[Source passage]:
- Born: c. 1508
- Died: 5 May 1556 (aged 47-48) Geneva, Switzerland
- Buried: Unknown
- Noble family: Stafford
- Spouses: ; Mary Boleyn ​ ​(m. 1534; died 1543)​ ; Dorothy Stafford ​ ​(m. 1545)​
- Issue: Sir Edward Stafford William Stafford Sir John Stafford Elizabeth Stafford Ursula Stafford Dorothy Stafford
- Father: Sir Humphrey Stafford
- Mother: Margaret Fogge

= William Stafford (courtier) =

English politician and courtier (c. 1508–1556)

Sir William Stafford, of Chebsey, in Staffordshire (c. 1508 – 5 May 1556) was an Essex landowner and the second husband of Mary Boleyn, who was the sister of Anne Boleyn, Queen of England. Mary was one-time mistress of King Henry VIII.

==Biography==
Stafford was the second son of Sir Humphrey Stafford (died 22 September 1545) of Cottered and Rushden, Hertfordshire, by his first wife, Margaret Fogge, daughter of Sir John Fogge of Ashford, Kent. His family was distantly related to the mighty Stafford family, the Dukes of Buckingham and the Earls of Wiltshire until the fall of grace of Edward Stafford, 3rd Duke of Buckingham. Though born to a prominent family of landed gentry, William Stafford was a mere gentleman and only a second son, and thus served Henry VIII as a soldier.

In 1532, Stafford was listed as one of the two hundred people who accompanied Henry VIII to France. The purpose of the journey was for Henry and his fiancée, Anne Boleyn, to meet with Francis I so that he might show his public support and approval for the annulment of Henry's first marriage to Catherine of Aragon. Among the other travellers was Anne Boleyn's sister, Mary Boleyn, the eldest daughter of Thomas Boleyn, who was by then the Earl of both Wiltshire and Ormonde. With her connections, Mary had excellent marriage prospects. Nonetheless, Mary and Stafford married in secret in 1534. When the marriage was discovered after Mary became pregnant, the couple were banished from court.

The couple initially lived at Chebsey in Staffordshire, but later moved to the Boleyn family home, Rochford Hall at Rochford, in Essex. They lived in relative obscurity until Mary died in 1543, after which Stafford served in Scotland. He was knighted there in 1545 - during the reign of Henry VIII - and, two years later, became an MP for Hastings. Also in 1545, Stafford remarried, this time to his second cousin, Dorothy Stafford, the youngest daughter of Henry Stafford, 1st Baron Stafford and Ursula Pole (died 1570).

[Instruction A]: Please rewrite the entries from their first line through the line containing "pixel 416 214", changing "grassy slope" to "hillside" and keeping everything else as it is. Leave the pictures out.

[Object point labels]
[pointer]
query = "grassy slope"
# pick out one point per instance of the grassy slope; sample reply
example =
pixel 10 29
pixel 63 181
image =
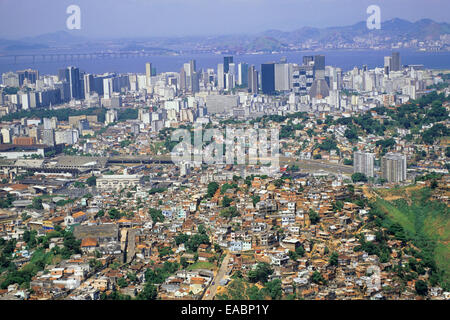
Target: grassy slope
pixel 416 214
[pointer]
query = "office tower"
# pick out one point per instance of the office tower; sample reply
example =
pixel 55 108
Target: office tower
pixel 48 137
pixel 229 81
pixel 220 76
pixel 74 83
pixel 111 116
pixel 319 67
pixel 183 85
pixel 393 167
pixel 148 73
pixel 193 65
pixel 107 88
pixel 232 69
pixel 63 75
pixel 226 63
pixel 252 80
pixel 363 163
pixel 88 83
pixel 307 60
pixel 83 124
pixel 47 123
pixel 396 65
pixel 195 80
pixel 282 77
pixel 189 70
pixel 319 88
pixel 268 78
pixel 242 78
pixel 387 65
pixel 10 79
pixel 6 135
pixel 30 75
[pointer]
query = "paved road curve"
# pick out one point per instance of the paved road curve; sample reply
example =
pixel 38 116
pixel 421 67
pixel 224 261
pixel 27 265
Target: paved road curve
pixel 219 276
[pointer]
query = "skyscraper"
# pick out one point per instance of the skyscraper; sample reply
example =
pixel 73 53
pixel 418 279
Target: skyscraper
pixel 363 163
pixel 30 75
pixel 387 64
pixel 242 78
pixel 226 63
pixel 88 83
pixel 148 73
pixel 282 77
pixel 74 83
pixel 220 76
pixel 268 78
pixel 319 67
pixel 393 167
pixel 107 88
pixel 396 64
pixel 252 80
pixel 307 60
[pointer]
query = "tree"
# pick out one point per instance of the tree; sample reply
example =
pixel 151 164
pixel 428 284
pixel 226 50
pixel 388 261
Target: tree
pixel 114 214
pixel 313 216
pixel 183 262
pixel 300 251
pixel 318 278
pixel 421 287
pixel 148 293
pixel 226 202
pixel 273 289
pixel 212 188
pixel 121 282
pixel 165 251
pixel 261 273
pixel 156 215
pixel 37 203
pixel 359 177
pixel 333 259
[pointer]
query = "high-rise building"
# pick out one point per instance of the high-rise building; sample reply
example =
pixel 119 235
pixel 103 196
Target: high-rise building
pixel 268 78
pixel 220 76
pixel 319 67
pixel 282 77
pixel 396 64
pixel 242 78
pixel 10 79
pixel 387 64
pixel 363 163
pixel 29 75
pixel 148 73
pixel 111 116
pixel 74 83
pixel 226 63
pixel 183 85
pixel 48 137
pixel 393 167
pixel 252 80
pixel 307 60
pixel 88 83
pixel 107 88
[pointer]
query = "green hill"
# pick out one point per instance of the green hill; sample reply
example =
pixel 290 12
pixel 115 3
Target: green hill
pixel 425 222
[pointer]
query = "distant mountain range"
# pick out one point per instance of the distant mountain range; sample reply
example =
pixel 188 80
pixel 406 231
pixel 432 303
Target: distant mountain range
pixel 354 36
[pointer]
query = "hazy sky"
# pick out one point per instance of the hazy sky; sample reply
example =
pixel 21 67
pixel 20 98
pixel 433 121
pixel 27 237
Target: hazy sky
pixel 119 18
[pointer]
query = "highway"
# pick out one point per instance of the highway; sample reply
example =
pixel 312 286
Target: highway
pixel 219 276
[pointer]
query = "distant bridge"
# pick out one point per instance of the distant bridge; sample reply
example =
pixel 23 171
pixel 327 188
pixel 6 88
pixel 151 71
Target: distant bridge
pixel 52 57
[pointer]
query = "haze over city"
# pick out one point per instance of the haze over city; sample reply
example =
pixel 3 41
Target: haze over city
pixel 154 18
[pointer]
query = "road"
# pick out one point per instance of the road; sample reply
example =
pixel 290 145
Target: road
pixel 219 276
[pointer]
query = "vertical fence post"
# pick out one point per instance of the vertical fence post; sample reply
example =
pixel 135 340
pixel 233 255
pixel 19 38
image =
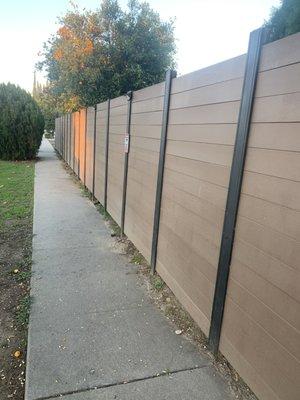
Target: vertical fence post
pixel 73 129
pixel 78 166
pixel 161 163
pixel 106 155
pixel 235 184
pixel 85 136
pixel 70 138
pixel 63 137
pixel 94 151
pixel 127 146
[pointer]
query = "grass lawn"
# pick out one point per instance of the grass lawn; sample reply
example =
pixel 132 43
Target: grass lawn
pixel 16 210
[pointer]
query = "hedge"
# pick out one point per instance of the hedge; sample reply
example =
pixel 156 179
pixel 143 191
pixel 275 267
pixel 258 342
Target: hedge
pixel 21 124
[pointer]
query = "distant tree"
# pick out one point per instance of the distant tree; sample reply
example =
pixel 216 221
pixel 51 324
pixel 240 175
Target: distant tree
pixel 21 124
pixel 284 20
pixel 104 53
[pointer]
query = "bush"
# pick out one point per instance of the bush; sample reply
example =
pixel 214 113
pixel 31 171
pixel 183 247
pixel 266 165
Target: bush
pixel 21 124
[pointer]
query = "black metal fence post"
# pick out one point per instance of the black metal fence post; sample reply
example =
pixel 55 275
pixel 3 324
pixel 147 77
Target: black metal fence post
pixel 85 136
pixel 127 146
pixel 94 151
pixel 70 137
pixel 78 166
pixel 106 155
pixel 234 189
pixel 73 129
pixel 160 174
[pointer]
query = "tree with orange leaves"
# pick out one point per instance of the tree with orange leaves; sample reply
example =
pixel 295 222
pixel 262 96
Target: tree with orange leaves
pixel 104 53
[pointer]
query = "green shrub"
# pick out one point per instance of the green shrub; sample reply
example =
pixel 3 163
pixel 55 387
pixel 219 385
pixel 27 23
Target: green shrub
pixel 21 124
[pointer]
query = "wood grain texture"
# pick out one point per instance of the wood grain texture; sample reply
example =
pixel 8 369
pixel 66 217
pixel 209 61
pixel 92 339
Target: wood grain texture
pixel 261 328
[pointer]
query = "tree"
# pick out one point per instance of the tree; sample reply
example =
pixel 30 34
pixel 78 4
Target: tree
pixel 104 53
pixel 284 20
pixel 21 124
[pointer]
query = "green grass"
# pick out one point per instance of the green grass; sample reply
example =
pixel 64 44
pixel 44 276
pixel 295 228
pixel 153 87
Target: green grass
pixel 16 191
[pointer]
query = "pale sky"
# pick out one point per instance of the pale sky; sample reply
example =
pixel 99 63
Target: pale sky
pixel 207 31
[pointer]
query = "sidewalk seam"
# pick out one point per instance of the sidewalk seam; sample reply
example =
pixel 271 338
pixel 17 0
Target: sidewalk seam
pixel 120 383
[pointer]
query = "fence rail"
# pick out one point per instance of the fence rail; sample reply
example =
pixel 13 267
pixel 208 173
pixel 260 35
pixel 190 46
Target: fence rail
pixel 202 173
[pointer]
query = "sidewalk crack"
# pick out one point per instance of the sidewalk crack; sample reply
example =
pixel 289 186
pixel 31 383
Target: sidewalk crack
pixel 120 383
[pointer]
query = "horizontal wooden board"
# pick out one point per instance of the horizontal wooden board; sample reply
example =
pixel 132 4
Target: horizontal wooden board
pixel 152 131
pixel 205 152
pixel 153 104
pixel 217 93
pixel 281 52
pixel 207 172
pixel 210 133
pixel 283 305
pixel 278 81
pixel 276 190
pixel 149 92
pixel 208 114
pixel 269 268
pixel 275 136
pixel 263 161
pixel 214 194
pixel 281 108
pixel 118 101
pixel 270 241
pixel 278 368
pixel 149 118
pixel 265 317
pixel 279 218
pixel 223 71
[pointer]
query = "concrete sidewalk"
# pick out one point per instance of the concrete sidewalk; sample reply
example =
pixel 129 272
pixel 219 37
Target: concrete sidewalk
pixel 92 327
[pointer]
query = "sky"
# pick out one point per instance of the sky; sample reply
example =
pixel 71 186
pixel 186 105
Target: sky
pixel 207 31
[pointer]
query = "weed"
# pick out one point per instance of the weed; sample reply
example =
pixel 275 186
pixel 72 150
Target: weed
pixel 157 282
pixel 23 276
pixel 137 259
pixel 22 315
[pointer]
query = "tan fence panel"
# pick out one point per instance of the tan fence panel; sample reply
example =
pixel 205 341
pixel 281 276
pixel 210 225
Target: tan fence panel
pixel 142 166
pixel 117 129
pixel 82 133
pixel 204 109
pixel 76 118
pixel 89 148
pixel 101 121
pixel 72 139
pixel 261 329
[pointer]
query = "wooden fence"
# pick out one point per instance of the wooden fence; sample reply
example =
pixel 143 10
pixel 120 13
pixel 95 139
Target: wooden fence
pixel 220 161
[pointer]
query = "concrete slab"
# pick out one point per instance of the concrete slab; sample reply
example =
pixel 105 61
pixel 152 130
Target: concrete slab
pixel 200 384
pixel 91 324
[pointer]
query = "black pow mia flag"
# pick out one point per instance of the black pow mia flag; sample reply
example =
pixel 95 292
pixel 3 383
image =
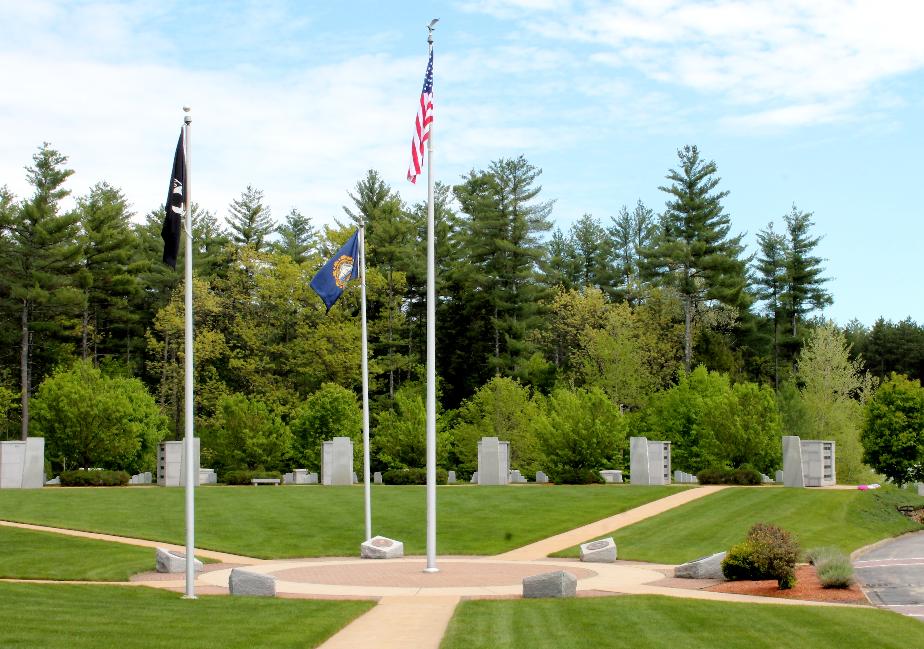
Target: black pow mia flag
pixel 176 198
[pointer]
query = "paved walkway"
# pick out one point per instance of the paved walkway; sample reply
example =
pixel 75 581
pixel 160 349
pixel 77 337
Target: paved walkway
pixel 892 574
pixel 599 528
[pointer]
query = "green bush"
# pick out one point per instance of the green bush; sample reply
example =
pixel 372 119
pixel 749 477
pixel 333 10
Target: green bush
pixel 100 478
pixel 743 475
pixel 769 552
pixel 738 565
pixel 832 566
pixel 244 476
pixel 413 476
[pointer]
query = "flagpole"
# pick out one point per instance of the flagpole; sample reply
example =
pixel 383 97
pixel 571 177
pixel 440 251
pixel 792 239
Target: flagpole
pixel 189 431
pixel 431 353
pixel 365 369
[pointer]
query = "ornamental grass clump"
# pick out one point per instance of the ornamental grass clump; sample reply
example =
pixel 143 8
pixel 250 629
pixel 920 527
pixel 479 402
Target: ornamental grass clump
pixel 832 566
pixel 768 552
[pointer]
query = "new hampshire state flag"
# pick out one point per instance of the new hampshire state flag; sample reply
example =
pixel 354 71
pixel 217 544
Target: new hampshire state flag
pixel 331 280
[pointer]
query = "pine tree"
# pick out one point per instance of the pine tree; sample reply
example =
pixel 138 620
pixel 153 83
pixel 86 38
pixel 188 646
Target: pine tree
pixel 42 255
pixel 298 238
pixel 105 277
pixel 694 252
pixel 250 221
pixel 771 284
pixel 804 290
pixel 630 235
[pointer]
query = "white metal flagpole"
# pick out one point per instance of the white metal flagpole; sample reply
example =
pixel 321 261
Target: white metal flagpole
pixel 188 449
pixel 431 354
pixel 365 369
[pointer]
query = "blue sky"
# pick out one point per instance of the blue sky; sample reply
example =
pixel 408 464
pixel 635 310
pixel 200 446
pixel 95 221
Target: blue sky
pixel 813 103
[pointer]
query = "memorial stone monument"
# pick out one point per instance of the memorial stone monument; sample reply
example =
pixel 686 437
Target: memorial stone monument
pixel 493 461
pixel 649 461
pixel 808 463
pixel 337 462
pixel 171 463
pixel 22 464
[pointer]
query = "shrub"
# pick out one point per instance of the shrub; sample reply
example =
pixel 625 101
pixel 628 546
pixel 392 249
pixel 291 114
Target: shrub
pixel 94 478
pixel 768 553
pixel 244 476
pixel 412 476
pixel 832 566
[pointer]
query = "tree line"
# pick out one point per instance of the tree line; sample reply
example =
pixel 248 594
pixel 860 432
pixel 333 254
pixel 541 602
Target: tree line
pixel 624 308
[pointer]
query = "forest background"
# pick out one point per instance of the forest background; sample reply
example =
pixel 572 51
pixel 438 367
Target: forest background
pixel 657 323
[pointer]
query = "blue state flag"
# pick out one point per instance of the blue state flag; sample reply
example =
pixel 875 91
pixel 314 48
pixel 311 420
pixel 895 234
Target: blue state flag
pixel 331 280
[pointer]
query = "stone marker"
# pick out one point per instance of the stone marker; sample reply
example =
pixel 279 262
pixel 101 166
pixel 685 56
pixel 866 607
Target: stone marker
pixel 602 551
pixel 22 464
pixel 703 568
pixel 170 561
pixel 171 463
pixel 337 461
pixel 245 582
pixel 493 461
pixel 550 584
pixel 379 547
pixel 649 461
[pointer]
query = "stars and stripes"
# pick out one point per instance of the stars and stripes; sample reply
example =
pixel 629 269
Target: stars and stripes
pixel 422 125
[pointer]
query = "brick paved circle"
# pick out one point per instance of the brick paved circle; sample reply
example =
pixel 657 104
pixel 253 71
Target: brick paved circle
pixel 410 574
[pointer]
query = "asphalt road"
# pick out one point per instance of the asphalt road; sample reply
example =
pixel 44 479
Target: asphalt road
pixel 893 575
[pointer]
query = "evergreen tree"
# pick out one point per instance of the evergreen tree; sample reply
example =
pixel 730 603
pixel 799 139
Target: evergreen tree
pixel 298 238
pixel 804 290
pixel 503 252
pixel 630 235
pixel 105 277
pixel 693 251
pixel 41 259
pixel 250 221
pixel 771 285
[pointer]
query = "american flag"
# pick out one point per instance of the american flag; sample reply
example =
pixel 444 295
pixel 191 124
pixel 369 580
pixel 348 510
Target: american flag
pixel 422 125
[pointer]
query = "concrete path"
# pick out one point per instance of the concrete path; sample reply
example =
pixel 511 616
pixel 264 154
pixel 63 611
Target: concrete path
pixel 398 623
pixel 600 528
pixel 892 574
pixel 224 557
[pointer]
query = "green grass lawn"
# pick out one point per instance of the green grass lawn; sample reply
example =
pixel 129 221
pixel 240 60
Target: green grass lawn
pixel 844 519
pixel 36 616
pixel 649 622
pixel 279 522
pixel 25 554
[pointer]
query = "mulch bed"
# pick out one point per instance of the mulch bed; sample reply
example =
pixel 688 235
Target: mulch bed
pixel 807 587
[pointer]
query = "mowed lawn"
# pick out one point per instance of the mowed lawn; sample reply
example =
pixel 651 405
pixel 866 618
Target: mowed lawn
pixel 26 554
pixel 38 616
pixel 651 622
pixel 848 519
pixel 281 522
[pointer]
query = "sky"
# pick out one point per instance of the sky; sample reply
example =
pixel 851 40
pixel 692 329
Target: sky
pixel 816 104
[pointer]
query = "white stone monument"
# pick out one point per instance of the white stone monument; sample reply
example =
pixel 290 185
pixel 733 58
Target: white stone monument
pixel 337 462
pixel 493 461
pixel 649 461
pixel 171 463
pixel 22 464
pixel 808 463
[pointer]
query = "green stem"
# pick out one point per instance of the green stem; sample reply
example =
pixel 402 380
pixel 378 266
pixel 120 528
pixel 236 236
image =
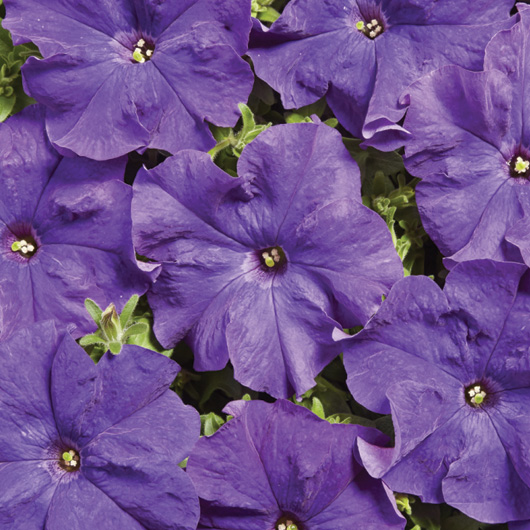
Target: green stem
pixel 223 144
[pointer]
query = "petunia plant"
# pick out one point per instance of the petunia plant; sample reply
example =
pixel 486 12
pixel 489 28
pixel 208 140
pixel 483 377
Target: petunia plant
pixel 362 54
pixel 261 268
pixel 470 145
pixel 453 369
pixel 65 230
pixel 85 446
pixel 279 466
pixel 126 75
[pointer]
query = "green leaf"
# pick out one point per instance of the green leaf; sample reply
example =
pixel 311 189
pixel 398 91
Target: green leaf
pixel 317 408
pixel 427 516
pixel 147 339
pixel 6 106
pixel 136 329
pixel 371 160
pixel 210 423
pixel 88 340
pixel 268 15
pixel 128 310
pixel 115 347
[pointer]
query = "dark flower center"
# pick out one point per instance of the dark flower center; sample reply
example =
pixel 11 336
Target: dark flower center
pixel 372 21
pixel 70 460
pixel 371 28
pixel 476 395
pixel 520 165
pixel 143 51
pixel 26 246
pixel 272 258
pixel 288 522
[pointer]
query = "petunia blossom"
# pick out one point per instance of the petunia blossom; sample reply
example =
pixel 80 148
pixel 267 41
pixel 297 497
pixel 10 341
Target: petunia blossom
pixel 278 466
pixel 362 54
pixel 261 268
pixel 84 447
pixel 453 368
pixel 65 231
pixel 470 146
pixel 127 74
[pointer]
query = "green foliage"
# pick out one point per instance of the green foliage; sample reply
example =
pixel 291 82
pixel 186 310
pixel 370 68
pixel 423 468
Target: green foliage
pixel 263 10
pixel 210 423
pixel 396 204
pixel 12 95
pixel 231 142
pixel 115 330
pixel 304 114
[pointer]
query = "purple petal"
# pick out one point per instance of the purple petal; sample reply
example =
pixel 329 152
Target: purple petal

[Instruction B]: Translate this sentence from the William Stafford biography into French: "With her connections, Mary had excellent marriage prospects."

[Correct output A]:
[pointer]
query = "hillside"
# pick out one point per instance of the hillside; sample reply
example =
pixel 10 29
pixel 63 181
image =
Target: hillside
pixel 416 214

[Correct output B]: Grâce à ses relations, Mary avait d'excellentes perspectives de mariage.